- **Problem statement**: Reproduce each line of the material below verbatim, omitting the pictures.

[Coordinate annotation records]
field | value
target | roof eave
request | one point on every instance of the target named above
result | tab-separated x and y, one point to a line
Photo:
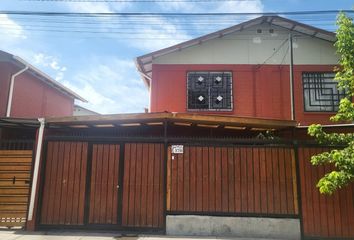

- **Finished answer**:
field | value
target | roof eave
request | one point on every instance of the target named above
result | tab-separated x and y, one point to a line
Photo:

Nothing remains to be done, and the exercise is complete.